Write down the problem.
Examples:
Bad example: You keep forgetting to take your lunch to school.
Better example: Your lunch doesn’t make it to school.
Step 2: Barrier identification: Identify reasons why this is happening?
- This is from both sides, not just the parent.
- Try to think of as many as you can. Keep asking, “Is there anything else?”
- Show active listening and reflect your understanding of what your child is telling you.
- Try not to say, “That’s not a reason.” Or “That doesn’t make sense…” Or anything that could be taken as not appreciating their view of the issue.
- Write all of the barriers down, from both sides.
Examples:
-Rushed in the morning
-Backpack isn’t in the kitchen
Step 3: Brainstorm Solutions
- No solution is too wacky or off the table.
- The child should try to go first, ask “Do you have any ideas on how we can solve this?”
- If the child doesn’t want to or can’t think of one, offer a solution, try to make it a silly one.
Examples:
-Uber driver brings it
-Pizza delivery
-Mom brings it to me
-Put backpack in kitchen
-Have an out-the-door checklist
-Get up 5 minutes earlier so you aren’t as rushed
-Put lunch on shoes
Step 4: Evaluate all of the options and decide on a way forward.

## Source material:
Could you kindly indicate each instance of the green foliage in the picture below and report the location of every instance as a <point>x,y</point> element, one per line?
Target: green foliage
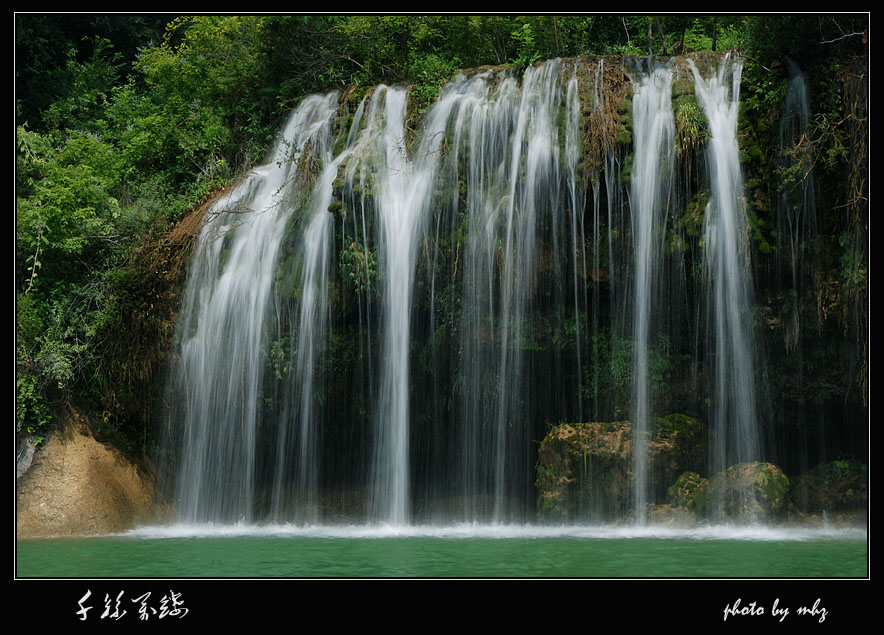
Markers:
<point>358,266</point>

## Work to be completed:
Continue the guide to working through a problem with your child, picking up right after the Step 4 line.

## Written answer:
- Which options work to get you to the outcome that you can both agree on?
- If you can’t seem to agree on a solution – can you negotiate one of the solutions to make it viable and acceptable to both parties?
Examples:
-Keep meal replacement bars in backpack.
-Parent will bring your lunch, two times a school year.
-Backpack goes in kitchen.
Step 5: Planning to take action
- Once you have mutually decided on a way forward, what are the steps that need to happen?
- When will the new plan start? Set an actual date.
- When will you come back together to discuss how it went? Set a date.
Step 6: Evaluation and revision
It is key in this step to be in the right frame of mind and to use your active listening skills.
- So, how did it go?
- Does something need to change? What?
- Look back at step 3 and add/revise if needed.
- Repeat steps 4-6 as necessary.
- If changes are needed to reach the solution, try to remain calm and focused on your goal. Try not to get angry or blame one another. Refocus any negative feelings on identifying barriers and revising your plan.
By working through problems with your adolescent/teen, you are showing them how to develop sound plans, set goals, problem solve and express their feelings in a positive way. Sometimes problem solving can be overwhelming and this is a way to help them understand the process in a reassuring and safe way.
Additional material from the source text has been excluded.